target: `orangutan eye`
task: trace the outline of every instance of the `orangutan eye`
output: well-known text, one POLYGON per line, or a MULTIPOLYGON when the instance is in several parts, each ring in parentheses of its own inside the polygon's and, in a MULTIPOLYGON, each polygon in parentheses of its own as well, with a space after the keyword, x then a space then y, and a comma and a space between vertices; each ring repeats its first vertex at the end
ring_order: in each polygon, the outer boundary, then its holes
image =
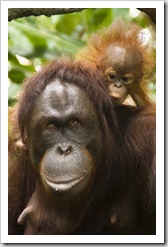
POLYGON ((109 72, 106 76, 109 81, 114 81, 117 79, 117 75, 115 72, 109 72))
POLYGON ((78 128, 80 126, 80 121, 78 120, 78 119, 72 119, 72 120, 70 120, 70 122, 69 122, 69 127, 71 128, 71 129, 76 129, 76 128, 78 128))
POLYGON ((54 122, 54 121, 49 122, 46 125, 46 129, 49 130, 49 131, 55 131, 55 130, 57 130, 57 124, 56 124, 56 122, 54 122))

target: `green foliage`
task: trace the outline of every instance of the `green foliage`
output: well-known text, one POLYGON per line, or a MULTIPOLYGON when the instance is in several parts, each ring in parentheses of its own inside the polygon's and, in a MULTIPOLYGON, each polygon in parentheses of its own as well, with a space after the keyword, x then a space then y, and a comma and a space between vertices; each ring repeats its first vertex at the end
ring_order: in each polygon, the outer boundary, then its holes
MULTIPOLYGON (((46 61, 62 54, 74 54, 84 46, 92 32, 110 25, 118 16, 134 21, 129 9, 103 8, 51 17, 31 16, 9 22, 9 105, 16 101, 25 78, 46 61)), ((139 20, 143 26, 147 23, 141 15, 139 20)))

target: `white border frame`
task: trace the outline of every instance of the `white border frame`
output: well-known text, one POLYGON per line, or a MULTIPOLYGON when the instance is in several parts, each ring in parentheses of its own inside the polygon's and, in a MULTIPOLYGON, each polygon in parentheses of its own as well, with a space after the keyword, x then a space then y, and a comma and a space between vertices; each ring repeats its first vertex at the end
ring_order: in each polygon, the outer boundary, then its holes
POLYGON ((164 1, 1 1, 1 242, 164 243, 164 1), (39 5, 41 8, 156 8, 156 82, 159 81, 158 86, 156 83, 156 235, 8 235, 8 8, 39 8, 39 5))

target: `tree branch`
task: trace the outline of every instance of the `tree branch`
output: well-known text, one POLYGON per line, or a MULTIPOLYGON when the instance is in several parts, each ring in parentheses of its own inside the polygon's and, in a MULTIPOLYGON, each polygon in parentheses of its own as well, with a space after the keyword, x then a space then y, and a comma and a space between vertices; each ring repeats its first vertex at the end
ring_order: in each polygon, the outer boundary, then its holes
POLYGON ((22 18, 26 16, 38 16, 38 15, 45 15, 45 16, 51 16, 51 15, 60 15, 60 14, 68 14, 73 12, 80 12, 84 9, 51 9, 51 8, 9 8, 8 9, 8 21, 11 21, 13 19, 22 18))

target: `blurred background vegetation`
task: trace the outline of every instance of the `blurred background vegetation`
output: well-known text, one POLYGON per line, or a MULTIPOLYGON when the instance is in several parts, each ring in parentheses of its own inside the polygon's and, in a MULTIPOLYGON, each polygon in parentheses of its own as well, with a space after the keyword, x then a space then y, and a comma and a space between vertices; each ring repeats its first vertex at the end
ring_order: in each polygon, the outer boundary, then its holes
MULTIPOLYGON (((137 9, 86 9, 78 13, 30 16, 9 22, 8 37, 8 102, 12 105, 25 78, 46 62, 62 54, 73 55, 86 44, 89 35, 110 25, 121 16, 144 28, 146 40, 155 46, 155 30, 150 18, 137 9)), ((155 99, 155 83, 151 82, 155 99)))

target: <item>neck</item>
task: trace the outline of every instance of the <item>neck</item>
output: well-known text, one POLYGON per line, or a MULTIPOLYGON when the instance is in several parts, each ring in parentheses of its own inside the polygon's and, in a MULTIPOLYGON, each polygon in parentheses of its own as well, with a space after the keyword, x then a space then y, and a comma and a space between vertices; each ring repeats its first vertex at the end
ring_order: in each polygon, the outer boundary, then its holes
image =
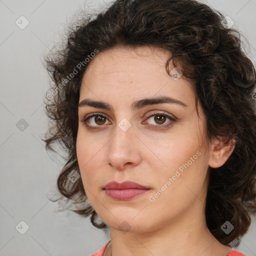
POLYGON ((104 255, 226 256, 230 248, 214 238, 202 218, 190 216, 190 222, 176 220, 150 232, 124 232, 110 228, 111 242, 104 255))

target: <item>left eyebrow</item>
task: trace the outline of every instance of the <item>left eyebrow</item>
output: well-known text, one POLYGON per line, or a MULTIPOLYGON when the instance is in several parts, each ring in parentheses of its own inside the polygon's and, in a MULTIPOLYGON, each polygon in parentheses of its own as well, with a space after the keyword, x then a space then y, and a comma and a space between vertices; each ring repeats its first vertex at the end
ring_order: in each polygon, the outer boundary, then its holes
MULTIPOLYGON (((162 103, 176 104, 185 108, 188 106, 184 102, 176 98, 174 98, 171 97, 168 97, 166 96, 161 96, 158 98, 145 98, 139 100, 136 100, 131 104, 131 108, 134 110, 136 110, 142 108, 147 106, 161 104, 162 103)), ((104 108, 112 111, 113 112, 114 112, 113 106, 108 103, 104 102, 92 100, 90 99, 85 98, 82 100, 78 104, 78 108, 86 106, 104 108)))

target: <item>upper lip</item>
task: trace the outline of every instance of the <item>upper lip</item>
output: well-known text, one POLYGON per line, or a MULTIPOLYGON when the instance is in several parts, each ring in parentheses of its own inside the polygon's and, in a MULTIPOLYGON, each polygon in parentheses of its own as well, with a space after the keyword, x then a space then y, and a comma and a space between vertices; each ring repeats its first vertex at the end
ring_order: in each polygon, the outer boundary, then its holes
POLYGON ((126 181, 118 183, 114 180, 108 183, 104 188, 105 190, 126 190, 128 188, 148 190, 150 188, 140 185, 136 182, 126 181))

WHAT YOU SHOULD DO
Please render every line of the items above as a numbered list, omitting blank lines and leaving out the pictures.

OUTPUT FOR THIS TASK
1. target: `orangutan eye`
2. task: trace the outline of every instance of the `orangutan eye`
3. output: well-known text, one POLYGON per line, or a MULTIPOLYGON when the instance is in several parts, each ring in parentheses of its own inside the polygon's and, in a MULTIPOLYGON, each polygon in parentheses of its own as well, with a space after the keyword, x then a space then y, and a comma and a space between vertices; each ring repeats its first vertex at the end
4. ring_order: in each polygon, the outer boundary, then its holes
5. image =
6. POLYGON ((109 72, 106 76, 109 81, 114 81, 117 79, 117 75, 115 72, 109 72))
7. POLYGON ((78 128, 80 126, 80 121, 78 120, 78 119, 72 119, 72 120, 70 120, 70 122, 69 122, 69 127, 71 128, 71 129, 76 129, 76 128, 78 128))
8. POLYGON ((54 122, 54 121, 49 122, 46 125, 46 129, 49 130, 49 131, 55 131, 55 130, 57 130, 57 124, 56 124, 56 122, 54 122))
9. target: `green foliage`
10. task: trace the outline of every instance of the `green foliage`
11. output: well-known text, one POLYGON per line, or a MULTIPOLYGON when the instance is in several parts, each ring in parentheses of its own inside the polygon's and, in a MULTIPOLYGON, each polygon in parentheses of its own as well, with a space after the keyword, x then a space then y, and a comma and a space between vertices; each ring repeats its first vertex at the end
12. ring_order: in each polygon, the outer boundary, then its holes
13. MULTIPOLYGON (((46 61, 62 54, 74 54, 84 46, 92 32, 110 25, 118 16, 134 21, 129 9, 103 8, 51 17, 31 16, 9 22, 9 105, 16 101, 25 78, 46 61)), ((139 20, 143 26, 147 23, 141 15, 139 20)))
14. target: `white border frame`
15. task: trace the outline of every instance of the `white border frame`
16. output: well-known text, one POLYGON per line, or a MULTIPOLYGON when the instance is in several parts, each ring in parentheses of its own inside the polygon's and, in a MULTIPOLYGON, each polygon in parentheses of its own as well, with a space after the keyword, x then a space then y, and a comma and a space between vertices; each ring repeats its first vertex at the end
17. ring_order: in each polygon, the outer boundary, then its holes
18. POLYGON ((164 1, 1 1, 1 242, 164 243, 164 1), (39 5, 41 8, 156 8, 156 82, 159 81, 158 86, 156 83, 156 235, 8 235, 8 8, 39 8, 39 5))
19. target: `tree branch`
20. task: trace the outline of every instance of the `tree branch`
21. output: well-known text, one POLYGON per line, or a MULTIPOLYGON when the instance is in several parts, each ring in parentheses of its own inside the polygon's and, in a MULTIPOLYGON, each polygon in parentheses of its own as well, with a space after the keyword, x then a space then y, and a comma and a space between vertices; each ring repeats its first vertex at the end
22. ring_order: in each polygon, the outer boundary, then its holes
23. POLYGON ((22 18, 26 16, 38 16, 38 15, 45 15, 45 16, 51 16, 51 15, 60 15, 60 14, 68 14, 73 12, 80 12, 84 9, 51 9, 51 8, 9 8, 8 9, 8 21, 11 21, 13 19, 22 18))
24. target: `blurred background vegetation`
25. task: trace the outline of every instance of the `blurred background vegetation`
26. output: well-known text, one POLYGON per line, or a MULTIPOLYGON when the instance is in several parts, each ring in parentheses of its own inside the polygon's and, in a MULTIPOLYGON, each polygon in parentheses of its own as well, with a space after the keyword, x then a space then y, and a comma and a space between vertices; each ring repeats its first vertex at the end
27. ring_order: in each polygon, the outer boundary, then its holes
28. MULTIPOLYGON (((137 9, 86 9, 78 13, 30 16, 9 22, 8 37, 8 102, 12 105, 25 78, 46 62, 62 54, 73 55, 86 44, 89 35, 110 25, 121 16, 144 28, 146 40, 155 46, 155 30, 150 18, 137 9)), ((155 99, 155 83, 151 82, 155 99)))
29. target: <item>neck</item>
30. task: trace the outline of every instance of the <item>neck</item>
31. output: well-known text, one POLYGON per line, or a MULTIPOLYGON when the instance is in several parts, each ring in parentheses of its own inside the polygon's and, in a MULTIPOLYGON, each polygon in parentheses of its own as well, with a space after the keyword, x then a space then y, and a comma and a space between vertices; each ring repeats its first vertex at the end
32. ring_order: in each polygon, the outer boundary, then its holes
33. image =
34. POLYGON ((104 255, 226 256, 230 248, 214 238, 202 218, 190 216, 190 222, 176 220, 150 232, 124 232, 110 228, 111 242, 104 255))
35. target: <item>left eyebrow</item>
36. task: trace the outline of every instance of the <item>left eyebrow</item>
37. output: well-known text, one POLYGON per line, or a MULTIPOLYGON when the instance is in several parts, each ring in parentheses of its own inside the polygon's and, in a MULTIPOLYGON, each polygon in parentheses of its own as well, with a space after the keyword, x then a space then y, and a comma and a space between vertices; each ring repeats its first vertex at the end
38. ring_order: in each polygon, the outer boundary, then its holes
39. MULTIPOLYGON (((162 103, 176 104, 185 108, 188 106, 184 102, 176 98, 174 98, 171 97, 168 97, 166 96, 161 96, 158 98, 145 98, 139 100, 136 100, 131 104, 131 108, 134 110, 136 110, 142 108, 147 106, 161 104, 162 103)), ((104 108, 112 111, 113 112, 114 112, 113 106, 108 103, 104 102, 92 100, 90 99, 85 98, 82 100, 78 104, 78 108, 86 106, 104 108)))
40. target: <item>upper lip</item>
41. task: trace the outline of every instance of the <item>upper lip</item>
42. output: well-known text, one POLYGON per line, or a MULTIPOLYGON when the instance is in several parts, each ring in parentheses of its own inside the polygon's and, in a MULTIPOLYGON, each polygon in parentheses of its own as well, with a space after the keyword, x then a space then y, and a comma and a space between vertices; each ring repeats its first vertex at the end
43. ring_order: in each polygon, the outer boundary, then its holes
44. POLYGON ((126 181, 118 183, 114 180, 108 183, 104 188, 105 190, 126 190, 128 188, 148 190, 150 188, 140 185, 136 182, 126 181))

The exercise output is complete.